4.1 Gestützt auf die Dauer der Anwesenheit des Beschwerdeführers in Frankreich, auf seine familiären Verhältnisse, seine Bindungen zum Aufenthaltsstaat, seine Zukunftsperspektiven und der Art der gewünschten Unterstützung durfte die beantragte Hilfeleistung demnach abgewiesen und ihm die Heimkehr in die Schweiz nahegelegt werden. 
4.2 Aufgrund der einlässlichen Begründung im angefochtenen Entscheid war die vorliegende Eingabe aussichtslos, weshalb dem Gesuch um unentgeltliche Rechtspflege nicht entsprochen werden kann (Art. 152 Abs. 1 OG). Mit Blick auf die finanzielle Situation des Beschwerdeführers rechtfertigt es sich indessen, von der Erhebung einer Gerichtsgebühr abzusehen (vgl. Art. 153a Abs. 1 OG). Parteientschädigungen sind nicht geschuldet (vgl. Art. 159 OG).

• [Datenliste]
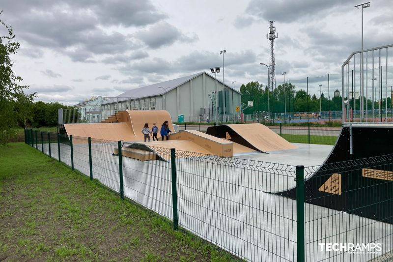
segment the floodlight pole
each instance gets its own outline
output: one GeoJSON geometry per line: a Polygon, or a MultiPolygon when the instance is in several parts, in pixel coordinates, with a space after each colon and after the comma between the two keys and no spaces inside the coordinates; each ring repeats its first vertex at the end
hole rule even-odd
{"type": "Polygon", "coordinates": [[[165,94],[167,93],[167,88],[165,87],[158,87],[158,88],[163,88],[164,89],[164,93],[162,95],[164,96],[164,99],[165,101],[165,110],[167,110],[167,97],[165,96],[165,94]]]}
{"type": "Polygon", "coordinates": [[[319,85],[318,85],[318,86],[319,87],[319,113],[321,113],[322,112],[321,108],[322,108],[322,97],[321,97],[321,87],[322,87],[322,85],[320,84],[319,85]]]}
{"type": "Polygon", "coordinates": [[[266,67],[267,67],[267,114],[269,120],[270,121],[270,89],[269,89],[270,87],[270,83],[269,81],[270,78],[269,66],[268,65],[264,64],[263,63],[260,63],[260,64],[263,65],[266,65],[266,67]]]}
{"type": "Polygon", "coordinates": [[[235,82],[236,81],[232,81],[232,84],[233,84],[233,89],[232,89],[232,121],[233,122],[235,122],[235,113],[233,112],[233,90],[235,89],[235,82]]]}
{"type": "Polygon", "coordinates": [[[224,53],[226,49],[220,51],[220,54],[223,54],[223,121],[225,122],[225,68],[224,67],[224,53]]]}
{"type": "Polygon", "coordinates": [[[286,99],[285,99],[285,75],[286,72],[283,72],[281,73],[284,76],[284,117],[286,116],[286,99]]]}

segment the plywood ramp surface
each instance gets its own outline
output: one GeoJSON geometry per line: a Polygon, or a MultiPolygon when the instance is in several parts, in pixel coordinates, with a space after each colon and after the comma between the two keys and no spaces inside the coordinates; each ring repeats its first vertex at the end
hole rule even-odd
{"type": "Polygon", "coordinates": [[[297,147],[261,124],[238,124],[209,126],[206,134],[226,138],[262,152],[292,149],[297,147]]]}
{"type": "Polygon", "coordinates": [[[126,123],[64,124],[67,135],[96,139],[135,141],[138,138],[126,123]]]}
{"type": "Polygon", "coordinates": [[[232,143],[233,143],[233,153],[234,154],[239,154],[241,153],[253,153],[254,152],[258,152],[257,151],[255,151],[255,150],[250,148],[250,147],[247,147],[242,145],[240,145],[240,144],[238,144],[236,142],[234,142],[233,141],[231,141],[229,139],[225,139],[227,141],[230,141],[232,143]]]}
{"type": "Polygon", "coordinates": [[[184,152],[179,152],[176,154],[177,156],[180,157],[185,156],[197,156],[197,154],[202,155],[211,155],[212,153],[205,148],[196,144],[192,141],[187,140],[165,140],[164,141],[155,141],[150,142],[143,142],[140,144],[143,144],[150,147],[154,150],[156,153],[164,158],[169,159],[170,158],[170,152],[168,150],[168,152],[160,153],[159,148],[175,148],[176,150],[185,151],[184,152]],[[156,147],[155,148],[155,147],[156,147]],[[192,153],[188,153],[191,152],[192,153]],[[193,154],[193,153],[197,154],[193,154]]]}
{"type": "Polygon", "coordinates": [[[143,140],[144,136],[142,134],[145,123],[149,124],[150,131],[153,128],[153,124],[156,123],[158,127],[158,137],[161,137],[160,130],[161,125],[165,121],[168,121],[169,129],[174,132],[173,124],[170,115],[166,110],[127,110],[118,112],[119,122],[126,123],[132,130],[136,141],[143,140]]]}
{"type": "MultiPolygon", "coordinates": [[[[197,130],[182,131],[169,137],[170,141],[188,140],[219,156],[233,156],[233,143],[197,130]]],[[[187,150],[190,151],[190,149],[187,150]]]]}
{"type": "Polygon", "coordinates": [[[226,125],[263,152],[298,148],[262,124],[226,125]]]}

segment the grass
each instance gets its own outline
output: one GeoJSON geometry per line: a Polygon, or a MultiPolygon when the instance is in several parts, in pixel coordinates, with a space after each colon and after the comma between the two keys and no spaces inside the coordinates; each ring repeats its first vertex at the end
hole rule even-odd
{"type": "Polygon", "coordinates": [[[0,261],[231,261],[23,143],[0,146],[0,261]]]}
{"type": "MultiPolygon", "coordinates": [[[[31,128],[29,127],[29,128],[31,128]]],[[[54,133],[57,133],[57,126],[46,126],[46,127],[39,127],[38,128],[34,128],[35,129],[36,129],[37,130],[42,130],[46,132],[52,132],[54,133]]],[[[22,127],[19,127],[18,128],[13,128],[13,131],[14,131],[15,136],[15,138],[11,140],[10,142],[23,142],[25,140],[25,129],[22,127]]]]}
{"type": "MultiPolygon", "coordinates": [[[[292,143],[309,143],[308,135],[282,134],[282,136],[286,141],[292,143]]],[[[335,136],[310,135],[310,144],[334,146],[337,140],[337,137],[335,136]]]]}

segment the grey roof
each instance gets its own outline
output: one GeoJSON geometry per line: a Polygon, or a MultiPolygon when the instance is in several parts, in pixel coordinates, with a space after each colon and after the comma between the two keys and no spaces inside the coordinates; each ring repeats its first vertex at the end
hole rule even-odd
{"type": "MultiPolygon", "coordinates": [[[[167,92],[179,86],[184,84],[187,81],[189,81],[191,79],[195,78],[197,76],[205,73],[207,75],[210,77],[213,77],[207,73],[205,72],[201,72],[191,76],[184,76],[176,79],[172,79],[171,80],[168,80],[168,81],[164,81],[163,82],[158,83],[157,84],[153,84],[149,86],[138,87],[134,89],[126,91],[124,93],[119,94],[116,97],[129,97],[131,98],[140,98],[142,97],[149,97],[152,96],[157,96],[158,95],[162,95],[164,93],[164,89],[159,88],[159,87],[164,87],[167,92]]],[[[223,82],[217,80],[218,82],[221,83],[222,84],[223,82]]],[[[230,89],[233,89],[229,86],[225,85],[225,86],[230,89]]],[[[234,91],[240,93],[236,89],[233,89],[234,91]]]]}

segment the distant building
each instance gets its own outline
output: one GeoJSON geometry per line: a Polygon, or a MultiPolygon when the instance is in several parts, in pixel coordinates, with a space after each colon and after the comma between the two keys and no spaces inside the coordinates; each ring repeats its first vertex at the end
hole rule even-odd
{"type": "Polygon", "coordinates": [[[221,121],[225,110],[225,120],[237,119],[242,94],[225,84],[224,105],[223,88],[222,82],[216,85],[213,76],[201,72],[126,91],[101,103],[101,111],[104,118],[121,110],[167,110],[173,121],[183,115],[186,121],[221,121]]]}
{"type": "Polygon", "coordinates": [[[100,105],[105,102],[106,97],[100,95],[92,96],[86,98],[84,101],[80,102],[73,106],[81,113],[81,120],[89,122],[99,122],[102,120],[102,116],[100,105]]]}

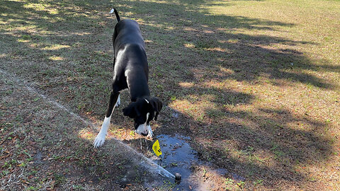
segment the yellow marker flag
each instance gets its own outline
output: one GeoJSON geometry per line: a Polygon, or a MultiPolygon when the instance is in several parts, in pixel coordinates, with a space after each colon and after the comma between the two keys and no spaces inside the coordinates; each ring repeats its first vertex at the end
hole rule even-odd
{"type": "Polygon", "coordinates": [[[158,141],[158,140],[156,140],[156,141],[152,145],[152,150],[154,150],[154,152],[157,156],[162,155],[161,146],[159,146],[159,142],[158,141]]]}

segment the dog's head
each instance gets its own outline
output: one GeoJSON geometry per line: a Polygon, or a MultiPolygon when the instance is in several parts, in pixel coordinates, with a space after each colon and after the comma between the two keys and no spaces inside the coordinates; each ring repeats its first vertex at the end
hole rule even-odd
{"type": "Polygon", "coordinates": [[[135,129],[138,134],[152,137],[150,121],[157,120],[162,107],[163,104],[157,98],[145,97],[130,103],[123,109],[123,112],[135,120],[135,129]]]}

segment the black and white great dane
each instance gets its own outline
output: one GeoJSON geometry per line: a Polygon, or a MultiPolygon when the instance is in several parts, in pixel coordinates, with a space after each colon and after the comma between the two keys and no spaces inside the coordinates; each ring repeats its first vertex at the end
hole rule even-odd
{"type": "Polygon", "coordinates": [[[150,121],[157,120],[162,108],[162,102],[150,96],[147,85],[149,67],[145,54],[145,43],[138,23],[132,20],[120,21],[115,9],[118,23],[113,31],[114,71],[113,90],[108,110],[101,129],[94,141],[95,148],[105,141],[110,120],[115,107],[120,104],[120,92],[128,88],[131,103],[123,109],[124,115],[135,121],[135,129],[139,134],[152,137],[150,121]]]}

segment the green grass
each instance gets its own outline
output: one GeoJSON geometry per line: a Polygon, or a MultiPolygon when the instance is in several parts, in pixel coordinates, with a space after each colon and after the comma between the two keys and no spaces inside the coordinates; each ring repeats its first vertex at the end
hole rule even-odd
{"type": "MultiPolygon", "coordinates": [[[[246,178],[234,189],[340,189],[332,176],[340,161],[340,1],[4,1],[0,69],[101,122],[113,74],[110,6],[140,24],[152,93],[170,108],[157,134],[190,136],[202,158],[246,178]],[[183,117],[174,121],[171,109],[183,117]]],[[[113,134],[133,140],[121,109],[113,134]]],[[[13,137],[11,125],[27,117],[1,120],[1,132],[13,137]]]]}

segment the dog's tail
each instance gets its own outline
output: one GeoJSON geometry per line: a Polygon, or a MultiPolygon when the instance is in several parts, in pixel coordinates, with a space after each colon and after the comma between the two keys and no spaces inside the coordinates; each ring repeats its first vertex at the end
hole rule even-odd
{"type": "Polygon", "coordinates": [[[117,21],[120,21],[120,18],[119,17],[118,12],[117,12],[117,10],[115,8],[112,8],[111,11],[110,11],[110,14],[113,13],[115,12],[115,18],[117,18],[117,21]]]}

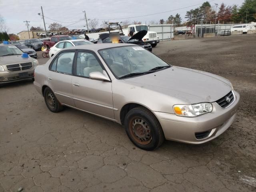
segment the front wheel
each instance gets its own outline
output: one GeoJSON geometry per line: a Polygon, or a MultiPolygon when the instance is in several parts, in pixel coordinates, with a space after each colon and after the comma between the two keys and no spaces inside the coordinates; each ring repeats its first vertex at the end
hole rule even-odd
{"type": "Polygon", "coordinates": [[[155,47],[156,46],[156,45],[157,45],[157,43],[155,43],[154,44],[151,44],[151,46],[153,48],[155,47]]]}
{"type": "Polygon", "coordinates": [[[143,107],[130,110],[124,120],[128,137],[138,147],[152,150],[160,146],[165,138],[161,125],[155,116],[143,107]]]}
{"type": "Polygon", "coordinates": [[[52,112],[57,113],[62,111],[63,106],[58,100],[52,91],[46,87],[44,92],[44,97],[46,106],[52,112]]]}

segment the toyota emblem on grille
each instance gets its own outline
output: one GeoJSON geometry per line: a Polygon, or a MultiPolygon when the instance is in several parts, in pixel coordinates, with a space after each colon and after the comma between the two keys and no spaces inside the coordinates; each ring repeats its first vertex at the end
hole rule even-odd
{"type": "Polygon", "coordinates": [[[230,98],[229,97],[227,97],[226,98],[226,100],[228,103],[229,103],[230,102],[230,98]]]}

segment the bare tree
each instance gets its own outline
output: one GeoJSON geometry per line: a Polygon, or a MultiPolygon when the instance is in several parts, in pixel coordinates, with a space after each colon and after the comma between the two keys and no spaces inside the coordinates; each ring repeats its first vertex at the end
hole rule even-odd
{"type": "Polygon", "coordinates": [[[133,22],[134,25],[140,25],[141,24],[141,21],[134,21],[133,22]]]}
{"type": "Polygon", "coordinates": [[[128,25],[131,24],[131,22],[128,20],[124,20],[123,21],[122,23],[122,26],[124,26],[125,27],[127,27],[128,25]]]}
{"type": "Polygon", "coordinates": [[[4,17],[0,15],[0,32],[3,32],[6,30],[6,26],[4,17]]]}
{"type": "Polygon", "coordinates": [[[49,29],[52,31],[58,31],[62,26],[61,24],[54,22],[50,24],[49,26],[49,29]]]}
{"type": "Polygon", "coordinates": [[[99,25],[99,20],[96,19],[89,20],[88,25],[91,29],[96,29],[99,25]]]}
{"type": "Polygon", "coordinates": [[[151,20],[151,21],[150,21],[150,22],[149,22],[149,23],[150,25],[154,25],[156,24],[158,24],[157,23],[157,22],[156,22],[154,20],[151,20]]]}
{"type": "Polygon", "coordinates": [[[108,24],[109,22],[109,21],[107,21],[105,20],[104,21],[102,21],[102,22],[101,24],[101,25],[100,26],[101,26],[101,27],[102,27],[104,29],[107,29],[108,28],[108,24],[106,24],[106,23],[107,23],[107,24],[108,24]]]}

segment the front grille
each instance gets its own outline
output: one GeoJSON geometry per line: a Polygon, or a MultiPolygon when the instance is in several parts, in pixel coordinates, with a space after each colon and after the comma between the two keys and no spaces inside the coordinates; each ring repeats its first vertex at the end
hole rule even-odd
{"type": "Polygon", "coordinates": [[[10,71],[18,71],[20,70],[20,64],[14,64],[7,65],[7,69],[10,71]]]}
{"type": "Polygon", "coordinates": [[[27,78],[28,77],[32,77],[34,76],[34,73],[28,74],[28,77],[20,78],[19,76],[15,76],[15,77],[0,77],[0,81],[10,81],[11,80],[16,80],[16,79],[22,79],[27,78]]]}
{"type": "Polygon", "coordinates": [[[32,63],[31,62],[21,63],[20,65],[22,67],[22,70],[31,69],[32,67],[32,63]]]}
{"type": "Polygon", "coordinates": [[[29,62],[28,63],[21,63],[20,66],[22,67],[21,69],[20,66],[20,64],[13,64],[7,65],[7,69],[10,71],[19,71],[20,70],[27,70],[32,68],[33,66],[32,63],[29,62]]]}
{"type": "Polygon", "coordinates": [[[222,108],[226,108],[233,102],[234,99],[234,95],[233,94],[232,91],[231,91],[222,98],[221,98],[218,100],[216,101],[216,102],[220,106],[220,107],[222,108]],[[229,102],[228,102],[228,100],[227,98],[229,98],[230,99],[229,102]]]}
{"type": "Polygon", "coordinates": [[[150,33],[149,38],[156,38],[156,33],[150,33]]]}
{"type": "Polygon", "coordinates": [[[195,134],[195,135],[196,136],[196,138],[197,139],[203,139],[207,137],[210,132],[210,131],[207,131],[204,132],[201,132],[200,133],[196,133],[195,134]]]}

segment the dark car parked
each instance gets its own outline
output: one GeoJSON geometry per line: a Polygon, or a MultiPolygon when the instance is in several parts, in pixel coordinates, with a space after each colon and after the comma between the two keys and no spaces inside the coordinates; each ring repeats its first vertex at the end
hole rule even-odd
{"type": "Polygon", "coordinates": [[[36,51],[40,50],[43,42],[38,39],[30,39],[25,40],[24,44],[36,51]]]}
{"type": "MultiPolygon", "coordinates": [[[[121,35],[119,36],[119,43],[130,43],[135,44],[141,47],[147,49],[150,51],[152,51],[151,45],[149,43],[143,42],[142,38],[145,36],[148,32],[145,30],[142,30],[138,32],[132,37],[124,35],[121,35]]],[[[94,43],[112,43],[112,39],[110,37],[109,33],[103,33],[100,35],[100,38],[93,42],[94,43]]]]}
{"type": "Polygon", "coordinates": [[[20,44],[20,43],[14,44],[14,45],[16,46],[24,53],[28,54],[28,55],[30,57],[33,58],[35,58],[35,59],[37,58],[37,54],[36,51],[31,48],[30,48],[26,45],[20,44]]]}

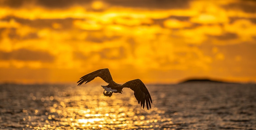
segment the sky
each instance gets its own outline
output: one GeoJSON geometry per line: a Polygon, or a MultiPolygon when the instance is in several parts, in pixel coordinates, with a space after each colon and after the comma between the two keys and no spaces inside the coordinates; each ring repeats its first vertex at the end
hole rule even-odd
{"type": "Polygon", "coordinates": [[[104,68],[119,83],[255,83],[255,7],[249,0],[1,0],[0,83],[75,83],[104,68]]]}

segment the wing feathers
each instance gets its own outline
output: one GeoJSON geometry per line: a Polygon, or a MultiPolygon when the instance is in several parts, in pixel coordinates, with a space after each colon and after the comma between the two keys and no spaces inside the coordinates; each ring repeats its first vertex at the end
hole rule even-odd
{"type": "Polygon", "coordinates": [[[91,81],[95,78],[99,77],[106,82],[109,83],[111,80],[113,80],[110,73],[108,69],[101,69],[87,74],[80,78],[77,82],[79,83],[78,86],[80,86],[85,83],[85,84],[91,81]],[[80,82],[80,83],[79,83],[80,82]]]}
{"type": "Polygon", "coordinates": [[[143,106],[143,108],[145,106],[145,103],[148,110],[149,108],[151,108],[150,102],[152,103],[151,96],[145,85],[141,80],[137,79],[128,81],[121,87],[123,88],[129,88],[133,90],[138,103],[139,104],[140,103],[141,106],[143,106]]]}

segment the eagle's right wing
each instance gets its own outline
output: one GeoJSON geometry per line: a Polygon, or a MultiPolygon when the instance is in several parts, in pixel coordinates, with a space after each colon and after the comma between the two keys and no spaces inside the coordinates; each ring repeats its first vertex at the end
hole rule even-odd
{"type": "Polygon", "coordinates": [[[80,78],[80,80],[77,82],[79,82],[77,86],[80,86],[85,82],[85,84],[91,81],[94,78],[99,77],[102,79],[105,82],[109,83],[110,80],[112,80],[112,77],[111,76],[110,72],[108,69],[101,69],[96,70],[94,72],[87,74],[80,78]]]}
{"type": "Polygon", "coordinates": [[[148,110],[149,105],[151,108],[150,102],[152,103],[151,96],[146,86],[140,80],[137,79],[128,81],[120,87],[123,88],[129,88],[133,90],[134,92],[134,96],[138,101],[138,103],[140,104],[140,105],[142,106],[143,105],[143,108],[145,105],[145,103],[148,110]]]}

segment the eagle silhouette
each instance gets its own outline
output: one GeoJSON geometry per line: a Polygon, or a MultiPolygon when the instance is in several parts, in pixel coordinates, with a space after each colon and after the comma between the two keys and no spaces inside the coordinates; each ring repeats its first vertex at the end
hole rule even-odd
{"type": "Polygon", "coordinates": [[[145,85],[140,80],[137,79],[131,80],[123,85],[117,84],[113,81],[109,70],[107,68],[96,70],[82,77],[77,82],[77,83],[79,83],[77,86],[80,86],[85,82],[85,84],[86,84],[97,77],[100,77],[109,84],[106,86],[101,86],[104,89],[103,94],[105,96],[110,97],[113,93],[122,94],[123,88],[129,88],[134,92],[135,98],[138,101],[138,103],[139,104],[140,103],[141,106],[143,105],[144,108],[146,103],[148,110],[149,106],[151,108],[150,102],[152,103],[152,99],[145,85]],[[106,93],[105,91],[106,91],[106,93]]]}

• [Kurzaufgabe 1] Wovon sieht das Gericht laut Textauszug ab, und mit Blick worauf?
• [Kurzaufgabe 2] Führe den Textauszug zum Gerichtsentscheid über die abgelehnte Hilfeleistung im Anschluss an seinen letzten Satz weiter.
Die Einträge stehen in keinem Zusammenhang mit dem Textauszug.

• [Ergebnis 1] Von der Erhebung einer Gerichtsgebühr, mit Blick auf die finanzielle Situation des Beschwerdeführers.

• [Ergebnis 2]
Demnach erkennt das Bundesgericht: 
 
1. 
Die Verwaltungsgerichtsbeschwerde wird abgewiesen, soweit darauf einzutreten ist. 
2. 
Das Gesuch um unentgeltliche Rechtspflege wird abgewiesen. 
3. 
Es werden keine Kosten erhoben. 
4. 
Dieses Urteil wird dem Beschwerdeführer und dem Eidgenössischen Justiz- und Polizeidepartement schriftlich mitgeteilt.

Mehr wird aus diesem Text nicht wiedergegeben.